## Stated exercise
Gather every line from the items below that contains the string "horizon". Letter case matters.

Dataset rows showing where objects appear
--- begin ---

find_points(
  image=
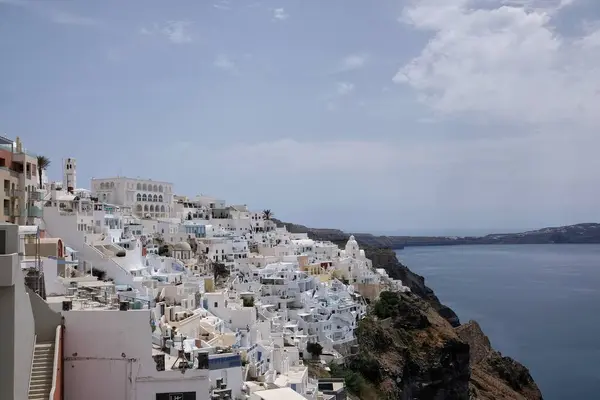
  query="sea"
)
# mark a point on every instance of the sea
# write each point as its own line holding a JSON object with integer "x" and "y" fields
{"x": 539, "y": 304}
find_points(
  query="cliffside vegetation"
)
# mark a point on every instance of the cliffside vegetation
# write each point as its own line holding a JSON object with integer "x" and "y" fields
{"x": 411, "y": 346}
{"x": 408, "y": 351}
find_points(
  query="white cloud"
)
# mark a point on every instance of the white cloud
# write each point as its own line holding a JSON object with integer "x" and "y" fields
{"x": 344, "y": 88}
{"x": 177, "y": 31}
{"x": 280, "y": 14}
{"x": 353, "y": 61}
{"x": 224, "y": 5}
{"x": 54, "y": 15}
{"x": 225, "y": 63}
{"x": 506, "y": 61}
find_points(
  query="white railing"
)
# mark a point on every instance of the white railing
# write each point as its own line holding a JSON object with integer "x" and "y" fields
{"x": 57, "y": 354}
{"x": 107, "y": 257}
{"x": 31, "y": 367}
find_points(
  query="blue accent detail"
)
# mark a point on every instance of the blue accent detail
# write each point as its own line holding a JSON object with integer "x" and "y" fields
{"x": 224, "y": 362}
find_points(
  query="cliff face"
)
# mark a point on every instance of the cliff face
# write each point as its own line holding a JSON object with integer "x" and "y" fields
{"x": 408, "y": 351}
{"x": 386, "y": 259}
{"x": 411, "y": 346}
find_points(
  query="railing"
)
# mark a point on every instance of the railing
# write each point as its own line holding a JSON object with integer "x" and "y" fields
{"x": 31, "y": 366}
{"x": 57, "y": 358}
{"x": 108, "y": 258}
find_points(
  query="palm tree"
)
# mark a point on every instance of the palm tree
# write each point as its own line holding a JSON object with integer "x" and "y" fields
{"x": 267, "y": 214}
{"x": 43, "y": 164}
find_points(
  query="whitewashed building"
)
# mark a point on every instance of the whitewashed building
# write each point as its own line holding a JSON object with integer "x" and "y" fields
{"x": 145, "y": 197}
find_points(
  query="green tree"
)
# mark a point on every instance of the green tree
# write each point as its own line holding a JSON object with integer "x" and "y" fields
{"x": 220, "y": 271}
{"x": 315, "y": 349}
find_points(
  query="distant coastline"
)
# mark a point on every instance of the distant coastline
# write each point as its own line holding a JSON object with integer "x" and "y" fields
{"x": 584, "y": 233}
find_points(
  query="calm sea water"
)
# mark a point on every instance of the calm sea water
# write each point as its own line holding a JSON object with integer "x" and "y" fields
{"x": 539, "y": 304}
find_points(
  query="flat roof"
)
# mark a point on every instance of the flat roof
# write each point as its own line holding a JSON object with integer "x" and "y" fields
{"x": 279, "y": 394}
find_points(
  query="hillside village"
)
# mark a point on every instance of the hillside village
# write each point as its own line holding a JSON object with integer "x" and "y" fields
{"x": 135, "y": 292}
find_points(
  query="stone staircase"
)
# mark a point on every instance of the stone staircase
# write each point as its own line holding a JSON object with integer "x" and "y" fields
{"x": 40, "y": 383}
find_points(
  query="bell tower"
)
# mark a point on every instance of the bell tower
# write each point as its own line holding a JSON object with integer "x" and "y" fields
{"x": 69, "y": 174}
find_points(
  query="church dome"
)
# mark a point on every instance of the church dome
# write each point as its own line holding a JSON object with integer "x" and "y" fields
{"x": 182, "y": 246}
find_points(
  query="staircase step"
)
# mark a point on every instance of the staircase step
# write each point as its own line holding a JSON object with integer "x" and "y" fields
{"x": 42, "y": 391}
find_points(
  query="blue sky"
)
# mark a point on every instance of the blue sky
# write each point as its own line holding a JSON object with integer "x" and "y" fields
{"x": 376, "y": 116}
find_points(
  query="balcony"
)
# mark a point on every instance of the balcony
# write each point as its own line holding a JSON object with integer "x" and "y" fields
{"x": 35, "y": 196}
{"x": 35, "y": 212}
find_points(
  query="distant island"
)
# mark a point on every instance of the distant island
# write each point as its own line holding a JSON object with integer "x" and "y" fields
{"x": 585, "y": 233}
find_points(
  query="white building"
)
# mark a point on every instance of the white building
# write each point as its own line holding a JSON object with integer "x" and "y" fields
{"x": 145, "y": 197}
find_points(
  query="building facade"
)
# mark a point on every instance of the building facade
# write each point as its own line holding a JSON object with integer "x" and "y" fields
{"x": 147, "y": 198}
{"x": 19, "y": 175}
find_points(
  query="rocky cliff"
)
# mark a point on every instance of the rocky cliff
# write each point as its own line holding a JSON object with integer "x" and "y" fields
{"x": 411, "y": 346}
{"x": 408, "y": 351}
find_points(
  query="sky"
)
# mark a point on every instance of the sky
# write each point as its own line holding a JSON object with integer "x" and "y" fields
{"x": 407, "y": 116}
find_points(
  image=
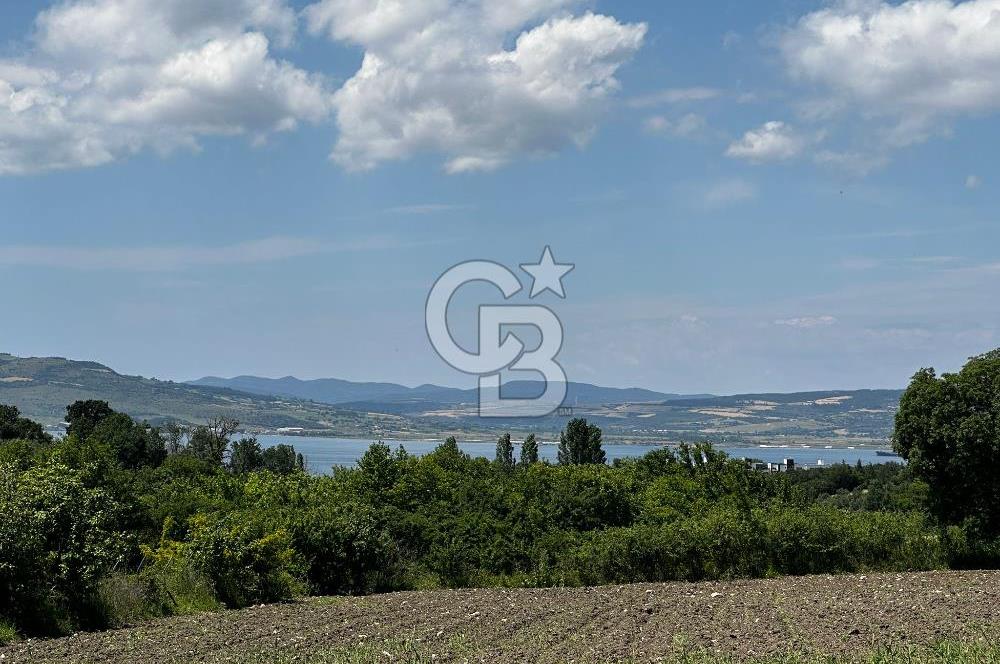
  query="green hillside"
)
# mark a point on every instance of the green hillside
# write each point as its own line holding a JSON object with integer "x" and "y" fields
{"x": 42, "y": 387}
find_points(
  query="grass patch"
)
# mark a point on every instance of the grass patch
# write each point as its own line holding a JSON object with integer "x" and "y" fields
{"x": 459, "y": 649}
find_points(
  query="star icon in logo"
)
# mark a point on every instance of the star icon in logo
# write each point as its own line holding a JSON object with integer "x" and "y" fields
{"x": 546, "y": 274}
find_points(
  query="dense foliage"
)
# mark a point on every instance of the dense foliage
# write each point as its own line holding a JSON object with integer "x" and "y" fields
{"x": 948, "y": 428}
{"x": 120, "y": 521}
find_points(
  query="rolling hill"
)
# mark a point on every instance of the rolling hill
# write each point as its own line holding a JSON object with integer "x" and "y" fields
{"x": 42, "y": 387}
{"x": 336, "y": 391}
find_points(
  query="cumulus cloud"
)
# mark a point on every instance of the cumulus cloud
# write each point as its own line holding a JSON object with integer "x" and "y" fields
{"x": 685, "y": 126}
{"x": 918, "y": 63}
{"x": 674, "y": 96}
{"x": 478, "y": 82}
{"x": 107, "y": 78}
{"x": 773, "y": 141}
{"x": 805, "y": 322}
{"x": 728, "y": 192}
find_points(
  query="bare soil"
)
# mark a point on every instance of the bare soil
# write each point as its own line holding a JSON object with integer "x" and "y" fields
{"x": 642, "y": 622}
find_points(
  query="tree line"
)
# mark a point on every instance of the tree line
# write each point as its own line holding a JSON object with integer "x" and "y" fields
{"x": 119, "y": 521}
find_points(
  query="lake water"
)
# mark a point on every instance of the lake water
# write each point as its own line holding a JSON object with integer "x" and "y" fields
{"x": 322, "y": 454}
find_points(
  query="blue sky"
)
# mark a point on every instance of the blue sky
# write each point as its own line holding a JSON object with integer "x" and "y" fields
{"x": 757, "y": 196}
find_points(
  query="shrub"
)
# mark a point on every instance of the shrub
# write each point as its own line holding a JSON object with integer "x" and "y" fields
{"x": 245, "y": 562}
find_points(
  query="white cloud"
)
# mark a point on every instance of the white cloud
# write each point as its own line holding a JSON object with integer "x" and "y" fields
{"x": 686, "y": 126}
{"x": 728, "y": 192}
{"x": 471, "y": 80}
{"x": 107, "y": 78}
{"x": 918, "y": 63}
{"x": 170, "y": 258}
{"x": 857, "y": 163}
{"x": 674, "y": 96}
{"x": 772, "y": 141}
{"x": 805, "y": 322}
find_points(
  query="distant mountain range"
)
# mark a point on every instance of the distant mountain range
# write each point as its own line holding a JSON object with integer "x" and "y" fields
{"x": 42, "y": 388}
{"x": 336, "y": 391}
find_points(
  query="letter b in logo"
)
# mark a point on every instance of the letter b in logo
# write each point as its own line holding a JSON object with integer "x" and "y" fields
{"x": 498, "y": 351}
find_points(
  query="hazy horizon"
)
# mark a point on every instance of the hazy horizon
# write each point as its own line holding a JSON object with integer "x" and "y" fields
{"x": 750, "y": 205}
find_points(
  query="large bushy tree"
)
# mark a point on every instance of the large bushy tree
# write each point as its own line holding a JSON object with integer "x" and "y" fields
{"x": 529, "y": 450}
{"x": 948, "y": 429}
{"x": 15, "y": 427}
{"x": 580, "y": 443}
{"x": 84, "y": 416}
{"x": 505, "y": 451}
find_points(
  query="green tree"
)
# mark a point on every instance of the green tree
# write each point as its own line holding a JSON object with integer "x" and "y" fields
{"x": 134, "y": 445}
{"x": 246, "y": 457}
{"x": 505, "y": 451}
{"x": 84, "y": 416}
{"x": 211, "y": 442}
{"x": 948, "y": 430}
{"x": 529, "y": 450}
{"x": 580, "y": 443}
{"x": 15, "y": 427}
{"x": 282, "y": 459}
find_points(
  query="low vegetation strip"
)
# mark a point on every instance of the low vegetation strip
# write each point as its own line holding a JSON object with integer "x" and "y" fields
{"x": 785, "y": 619}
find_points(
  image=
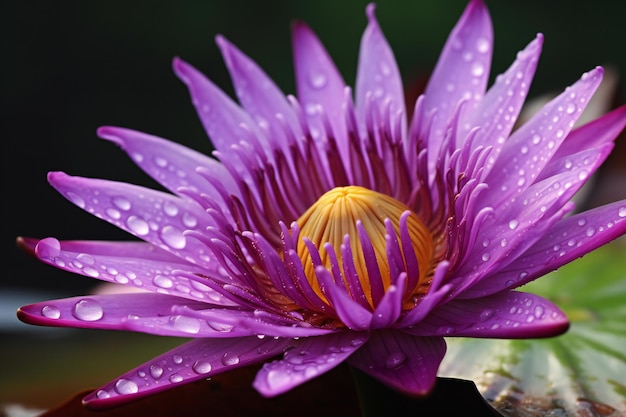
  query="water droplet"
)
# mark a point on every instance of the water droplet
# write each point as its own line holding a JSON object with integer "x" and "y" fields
{"x": 138, "y": 225}
{"x": 185, "y": 324}
{"x": 170, "y": 208}
{"x": 395, "y": 360}
{"x": 126, "y": 386}
{"x": 201, "y": 367}
{"x": 482, "y": 45}
{"x": 121, "y": 203}
{"x": 230, "y": 359}
{"x": 51, "y": 312}
{"x": 102, "y": 394}
{"x": 176, "y": 378}
{"x": 156, "y": 371}
{"x": 173, "y": 237}
{"x": 189, "y": 220}
{"x": 162, "y": 281}
{"x": 486, "y": 314}
{"x": 277, "y": 379}
{"x": 88, "y": 310}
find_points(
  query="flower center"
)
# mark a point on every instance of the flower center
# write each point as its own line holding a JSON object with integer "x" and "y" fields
{"x": 335, "y": 215}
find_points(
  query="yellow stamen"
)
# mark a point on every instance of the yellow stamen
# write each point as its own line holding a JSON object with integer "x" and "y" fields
{"x": 335, "y": 215}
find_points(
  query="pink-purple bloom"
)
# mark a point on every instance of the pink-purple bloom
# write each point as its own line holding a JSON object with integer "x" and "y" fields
{"x": 330, "y": 228}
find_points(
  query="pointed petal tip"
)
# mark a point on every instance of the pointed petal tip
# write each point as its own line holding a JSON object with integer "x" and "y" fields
{"x": 370, "y": 10}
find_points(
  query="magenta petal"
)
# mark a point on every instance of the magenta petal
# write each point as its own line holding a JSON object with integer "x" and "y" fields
{"x": 112, "y": 311}
{"x": 169, "y": 163}
{"x": 404, "y": 362}
{"x": 135, "y": 264}
{"x": 221, "y": 117}
{"x": 312, "y": 357}
{"x": 531, "y": 147}
{"x": 153, "y": 216}
{"x": 497, "y": 112}
{"x": 510, "y": 315}
{"x": 260, "y": 96}
{"x": 378, "y": 77}
{"x": 319, "y": 83}
{"x": 569, "y": 239}
{"x": 192, "y": 361}
{"x": 462, "y": 70}
{"x": 595, "y": 133}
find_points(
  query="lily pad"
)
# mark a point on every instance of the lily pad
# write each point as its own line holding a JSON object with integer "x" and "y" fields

--- end ---

## The response
  query="hazy horizon"
# mark a point on every instance of the hazy horizon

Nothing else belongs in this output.